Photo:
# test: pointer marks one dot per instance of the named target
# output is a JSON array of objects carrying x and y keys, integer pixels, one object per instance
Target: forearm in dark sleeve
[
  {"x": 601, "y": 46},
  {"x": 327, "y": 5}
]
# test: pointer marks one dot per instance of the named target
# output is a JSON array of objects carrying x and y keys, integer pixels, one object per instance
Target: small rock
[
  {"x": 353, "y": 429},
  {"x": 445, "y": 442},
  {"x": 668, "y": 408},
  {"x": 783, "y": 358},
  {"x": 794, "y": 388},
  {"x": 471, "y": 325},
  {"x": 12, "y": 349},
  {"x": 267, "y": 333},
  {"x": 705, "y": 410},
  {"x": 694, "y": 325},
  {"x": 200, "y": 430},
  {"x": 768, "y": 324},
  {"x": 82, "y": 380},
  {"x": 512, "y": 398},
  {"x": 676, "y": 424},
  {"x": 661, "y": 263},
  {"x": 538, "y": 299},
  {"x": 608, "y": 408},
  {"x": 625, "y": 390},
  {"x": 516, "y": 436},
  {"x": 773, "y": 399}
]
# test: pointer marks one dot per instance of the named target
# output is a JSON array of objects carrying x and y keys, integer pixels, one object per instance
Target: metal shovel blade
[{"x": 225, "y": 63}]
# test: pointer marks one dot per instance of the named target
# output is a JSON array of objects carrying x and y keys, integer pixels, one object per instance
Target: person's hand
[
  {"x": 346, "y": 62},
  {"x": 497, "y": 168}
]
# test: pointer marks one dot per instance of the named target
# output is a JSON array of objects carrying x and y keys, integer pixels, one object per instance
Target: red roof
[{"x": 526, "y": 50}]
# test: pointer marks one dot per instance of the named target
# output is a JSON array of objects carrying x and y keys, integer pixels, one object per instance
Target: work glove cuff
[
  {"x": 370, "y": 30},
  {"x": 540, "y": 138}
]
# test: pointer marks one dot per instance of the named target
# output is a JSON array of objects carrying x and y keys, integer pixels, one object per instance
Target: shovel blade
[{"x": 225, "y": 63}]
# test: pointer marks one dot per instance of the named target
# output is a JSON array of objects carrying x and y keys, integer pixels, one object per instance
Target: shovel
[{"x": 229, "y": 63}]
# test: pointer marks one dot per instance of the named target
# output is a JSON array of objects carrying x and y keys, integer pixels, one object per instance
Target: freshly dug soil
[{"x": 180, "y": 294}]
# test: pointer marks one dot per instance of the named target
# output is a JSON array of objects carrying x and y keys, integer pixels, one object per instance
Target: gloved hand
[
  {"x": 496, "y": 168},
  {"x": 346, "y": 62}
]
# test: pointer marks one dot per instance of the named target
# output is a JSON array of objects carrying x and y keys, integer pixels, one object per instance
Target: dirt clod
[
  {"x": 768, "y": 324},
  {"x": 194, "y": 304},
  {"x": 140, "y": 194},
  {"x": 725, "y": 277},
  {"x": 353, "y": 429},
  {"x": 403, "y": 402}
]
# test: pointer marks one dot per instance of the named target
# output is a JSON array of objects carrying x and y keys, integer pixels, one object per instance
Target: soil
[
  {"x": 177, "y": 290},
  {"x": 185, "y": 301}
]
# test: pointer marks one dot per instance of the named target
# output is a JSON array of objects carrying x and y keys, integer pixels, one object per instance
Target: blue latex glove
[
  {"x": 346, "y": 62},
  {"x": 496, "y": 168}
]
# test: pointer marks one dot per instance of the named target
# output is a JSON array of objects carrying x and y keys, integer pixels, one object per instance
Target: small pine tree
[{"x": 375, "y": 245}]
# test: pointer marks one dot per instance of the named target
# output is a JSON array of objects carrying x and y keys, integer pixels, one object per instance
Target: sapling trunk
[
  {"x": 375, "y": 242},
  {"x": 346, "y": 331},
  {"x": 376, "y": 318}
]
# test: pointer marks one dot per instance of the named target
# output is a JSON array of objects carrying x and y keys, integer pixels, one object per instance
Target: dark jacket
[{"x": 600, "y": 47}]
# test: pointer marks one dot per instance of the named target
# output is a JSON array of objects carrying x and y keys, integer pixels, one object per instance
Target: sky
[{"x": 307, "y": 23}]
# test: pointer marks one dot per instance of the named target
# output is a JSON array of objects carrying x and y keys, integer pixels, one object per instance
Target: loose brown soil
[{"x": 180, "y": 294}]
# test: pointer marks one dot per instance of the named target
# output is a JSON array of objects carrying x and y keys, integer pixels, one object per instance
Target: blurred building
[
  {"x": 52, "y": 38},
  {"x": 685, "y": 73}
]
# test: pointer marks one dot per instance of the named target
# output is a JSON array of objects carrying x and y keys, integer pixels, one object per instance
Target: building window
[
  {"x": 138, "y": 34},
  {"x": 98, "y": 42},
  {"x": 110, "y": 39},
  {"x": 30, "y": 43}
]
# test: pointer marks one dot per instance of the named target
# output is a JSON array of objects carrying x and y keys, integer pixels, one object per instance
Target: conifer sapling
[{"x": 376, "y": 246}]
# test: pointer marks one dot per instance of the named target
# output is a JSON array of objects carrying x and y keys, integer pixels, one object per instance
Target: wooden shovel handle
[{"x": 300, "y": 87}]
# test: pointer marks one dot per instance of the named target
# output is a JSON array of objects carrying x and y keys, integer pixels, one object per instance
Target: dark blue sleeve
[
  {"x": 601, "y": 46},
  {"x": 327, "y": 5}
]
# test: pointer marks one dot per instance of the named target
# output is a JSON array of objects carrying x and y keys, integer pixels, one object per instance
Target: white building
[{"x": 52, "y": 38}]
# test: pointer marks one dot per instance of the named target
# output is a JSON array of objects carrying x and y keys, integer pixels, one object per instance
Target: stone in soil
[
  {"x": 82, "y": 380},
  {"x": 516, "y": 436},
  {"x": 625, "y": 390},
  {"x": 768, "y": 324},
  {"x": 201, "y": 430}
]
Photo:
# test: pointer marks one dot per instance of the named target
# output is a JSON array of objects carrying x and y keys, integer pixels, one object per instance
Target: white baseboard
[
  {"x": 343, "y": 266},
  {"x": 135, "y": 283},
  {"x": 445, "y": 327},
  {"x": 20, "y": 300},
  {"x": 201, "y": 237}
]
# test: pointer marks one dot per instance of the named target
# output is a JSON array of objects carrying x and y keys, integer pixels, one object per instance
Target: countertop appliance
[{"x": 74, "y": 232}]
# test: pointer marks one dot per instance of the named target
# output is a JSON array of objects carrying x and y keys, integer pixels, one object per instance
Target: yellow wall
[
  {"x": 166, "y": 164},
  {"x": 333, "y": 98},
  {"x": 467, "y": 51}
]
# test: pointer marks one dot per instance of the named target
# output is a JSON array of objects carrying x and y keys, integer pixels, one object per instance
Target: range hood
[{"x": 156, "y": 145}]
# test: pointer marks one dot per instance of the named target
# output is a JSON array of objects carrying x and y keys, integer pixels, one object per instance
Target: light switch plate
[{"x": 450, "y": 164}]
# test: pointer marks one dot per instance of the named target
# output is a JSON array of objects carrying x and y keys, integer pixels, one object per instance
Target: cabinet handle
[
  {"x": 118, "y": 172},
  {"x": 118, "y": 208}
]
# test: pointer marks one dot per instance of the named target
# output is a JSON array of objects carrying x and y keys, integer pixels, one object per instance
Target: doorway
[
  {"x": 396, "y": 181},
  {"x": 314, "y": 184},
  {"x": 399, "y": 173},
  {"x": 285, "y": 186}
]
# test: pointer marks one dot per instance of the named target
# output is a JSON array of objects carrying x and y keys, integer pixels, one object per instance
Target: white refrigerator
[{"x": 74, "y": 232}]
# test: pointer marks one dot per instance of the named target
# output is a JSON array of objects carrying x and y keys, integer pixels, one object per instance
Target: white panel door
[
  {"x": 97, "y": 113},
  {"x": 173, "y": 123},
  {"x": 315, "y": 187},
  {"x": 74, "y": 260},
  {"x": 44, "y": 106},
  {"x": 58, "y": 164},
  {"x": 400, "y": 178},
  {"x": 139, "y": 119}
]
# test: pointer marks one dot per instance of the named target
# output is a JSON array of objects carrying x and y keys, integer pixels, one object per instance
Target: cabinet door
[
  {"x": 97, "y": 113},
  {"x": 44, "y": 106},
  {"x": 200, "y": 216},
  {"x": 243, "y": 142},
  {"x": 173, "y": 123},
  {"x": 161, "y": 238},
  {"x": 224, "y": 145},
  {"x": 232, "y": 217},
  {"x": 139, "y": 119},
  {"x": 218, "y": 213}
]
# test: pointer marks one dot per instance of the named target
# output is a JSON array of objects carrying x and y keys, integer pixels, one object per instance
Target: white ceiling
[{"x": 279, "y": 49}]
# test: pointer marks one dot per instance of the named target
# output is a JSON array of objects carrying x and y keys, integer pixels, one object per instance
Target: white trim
● ● ● ● ●
Copy out every line in the rows above that contains the word "blade". Capital and small letters must match.

▶ _Written solution_
Target: metal shovel blade
Target: shovel blade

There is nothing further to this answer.